- _Challenge_: Show every line of the rows below that contains the string "points", copied in full. Case counts.

- _Source material_:
— START —

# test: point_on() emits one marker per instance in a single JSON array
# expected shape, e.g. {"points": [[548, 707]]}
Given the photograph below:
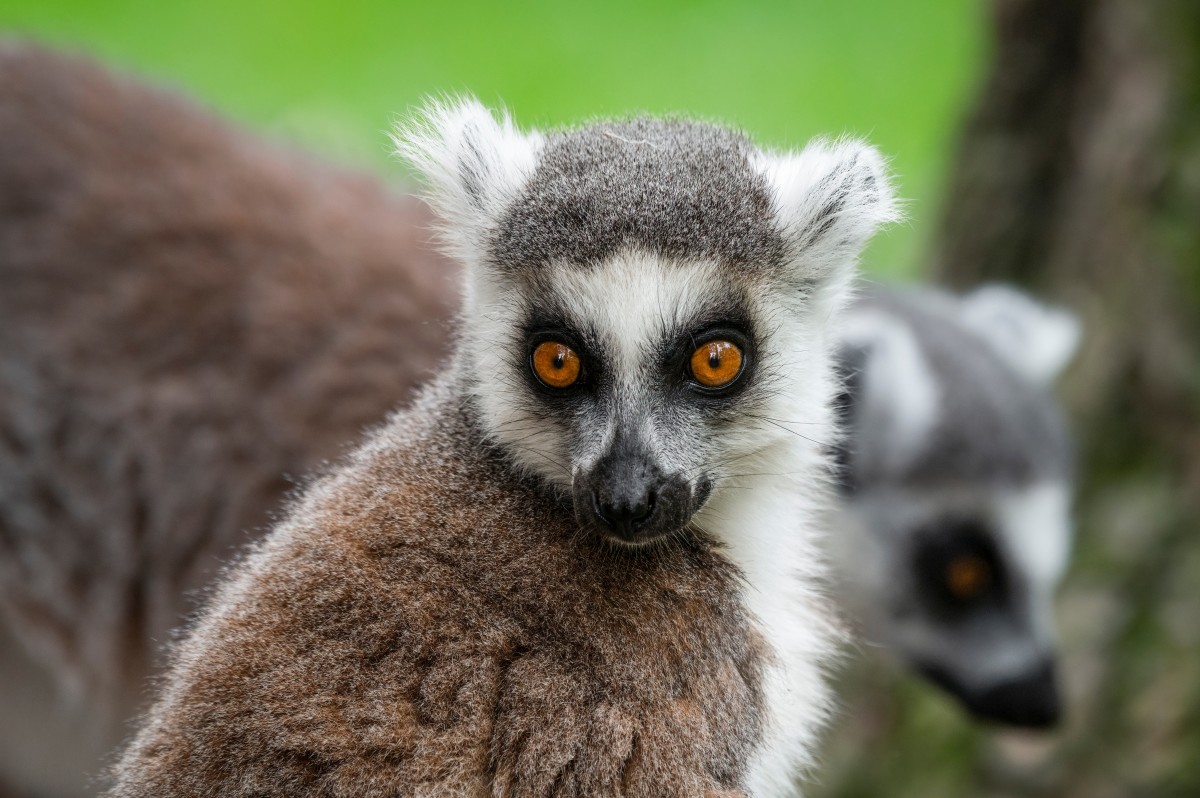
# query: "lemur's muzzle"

— END —
— START —

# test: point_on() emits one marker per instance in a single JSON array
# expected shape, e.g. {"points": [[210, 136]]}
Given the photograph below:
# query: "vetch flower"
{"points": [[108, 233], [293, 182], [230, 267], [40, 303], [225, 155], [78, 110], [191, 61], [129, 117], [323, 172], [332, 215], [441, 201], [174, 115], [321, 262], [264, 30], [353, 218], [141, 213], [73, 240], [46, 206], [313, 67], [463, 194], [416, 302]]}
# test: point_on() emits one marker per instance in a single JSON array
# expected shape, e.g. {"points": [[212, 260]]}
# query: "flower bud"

— END —

- _Complete response_:
# expected shape, e.g. {"points": [[548, 707]]}
# expected shape, e.g. {"points": [[210, 136]]}
{"points": [[108, 233], [293, 182], [230, 267], [40, 303], [225, 155], [78, 110], [191, 61], [129, 117], [323, 172], [332, 215], [441, 201], [174, 115], [321, 262], [264, 30], [353, 218], [141, 213], [73, 240], [46, 206], [313, 67], [463, 194], [416, 302]]}
# expected shape, e.g. {"points": [[212, 260]]}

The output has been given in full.